■ **MATERIAL TO PROCESS**:
══════

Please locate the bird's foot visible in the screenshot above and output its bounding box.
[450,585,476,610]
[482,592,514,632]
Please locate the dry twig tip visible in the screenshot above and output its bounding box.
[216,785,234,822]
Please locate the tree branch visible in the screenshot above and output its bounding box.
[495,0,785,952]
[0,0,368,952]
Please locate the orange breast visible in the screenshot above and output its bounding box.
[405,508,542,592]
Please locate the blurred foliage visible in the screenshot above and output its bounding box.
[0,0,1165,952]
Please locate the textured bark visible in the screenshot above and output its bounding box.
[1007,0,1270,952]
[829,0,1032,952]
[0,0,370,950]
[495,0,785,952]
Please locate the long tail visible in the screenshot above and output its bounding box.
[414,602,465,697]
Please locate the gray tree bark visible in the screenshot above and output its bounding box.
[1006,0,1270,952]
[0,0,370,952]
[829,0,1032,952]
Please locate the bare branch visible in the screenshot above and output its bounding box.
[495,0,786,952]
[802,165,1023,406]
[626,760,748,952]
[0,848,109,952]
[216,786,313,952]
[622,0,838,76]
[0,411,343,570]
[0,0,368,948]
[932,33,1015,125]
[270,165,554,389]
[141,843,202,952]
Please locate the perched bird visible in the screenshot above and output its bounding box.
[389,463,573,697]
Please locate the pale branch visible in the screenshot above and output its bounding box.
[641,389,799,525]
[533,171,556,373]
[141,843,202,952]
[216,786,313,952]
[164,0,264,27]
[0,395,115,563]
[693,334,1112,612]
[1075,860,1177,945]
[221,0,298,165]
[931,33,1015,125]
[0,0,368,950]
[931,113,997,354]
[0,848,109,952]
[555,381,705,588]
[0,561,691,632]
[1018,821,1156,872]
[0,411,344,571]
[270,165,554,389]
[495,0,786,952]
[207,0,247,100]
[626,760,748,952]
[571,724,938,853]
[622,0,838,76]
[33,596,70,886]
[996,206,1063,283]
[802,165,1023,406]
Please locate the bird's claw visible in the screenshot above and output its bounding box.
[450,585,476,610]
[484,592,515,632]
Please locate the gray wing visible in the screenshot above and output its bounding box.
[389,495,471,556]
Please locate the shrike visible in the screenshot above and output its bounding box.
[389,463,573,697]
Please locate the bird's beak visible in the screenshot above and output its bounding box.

══════

■ **EXERCISE OBJECTIVE**: Reproduce every entry above word for word, keeping their original order.

■ **SOLUTION FOR THIS PROBLEM**:
Please locate the bird's foot visible in the screenshot above and output its bounding box.
[450,585,476,610]
[482,592,514,632]
Please locate the dry twig tip visible in the screenshot above and output its bounding box.
[216,785,234,822]
Please locate the tree branch visible in the screenshot above and output its bounding box.
[495,0,785,952]
[0,0,368,952]
Please locate the orange breast visible in the screenshot above and output its bounding box.
[405,508,542,592]
Please locate the blurred foliage visible in the screenshot above and output its bounding box.
[0,0,1165,952]
Please locate the textured bark visible in the screenshot above and output its bounding box.
[1007,0,1270,952]
[829,0,1032,952]
[0,0,370,950]
[495,0,785,952]
Please locate the long tail visible in the screenshot above and output its bounding box.
[414,602,465,697]
Please locate the gray tree bark visible in the screenshot above and output its bounding box.
[1006,0,1270,952]
[0,0,370,952]
[829,0,1032,952]
Please locate the bare branch visible in the screenshot above and output its bounding box.
[495,0,786,952]
[802,165,1023,406]
[626,760,748,952]
[0,848,109,952]
[216,786,313,952]
[622,0,838,76]
[0,411,343,570]
[0,0,368,948]
[932,33,1015,125]
[270,165,554,389]
[141,843,202,952]
Please locate the perched bird visible in the screenshot above and output its bounding box.
[389,463,573,697]
Please locate the pale branch visible in the screenshot above and output its bounding box.
[641,389,799,525]
[533,171,556,373]
[141,843,202,952]
[216,786,313,952]
[164,0,264,27]
[0,395,115,563]
[693,334,1112,612]
[1075,860,1177,945]
[221,0,298,165]
[931,33,1015,125]
[0,0,368,950]
[931,113,997,354]
[0,848,109,952]
[555,381,705,588]
[0,561,691,632]
[1018,821,1156,872]
[0,411,344,571]
[270,165,554,389]
[495,0,786,952]
[207,0,247,100]
[626,760,748,952]
[571,724,938,853]
[622,0,838,76]
[33,596,70,886]
[996,206,1063,283]
[802,165,1023,406]
Please locate the bird's claw visible in the screenshot above and output its bounding box.
[450,585,476,610]
[484,592,515,632]
Please locate the gray wing visible in the screenshot above and output its bounding box.
[389,495,471,556]
Please locate the shrike visible in the screenshot above and output its bounding box.
[389,463,573,697]
Please locate the bird's beak visible in the screenshot above and output its bounding box.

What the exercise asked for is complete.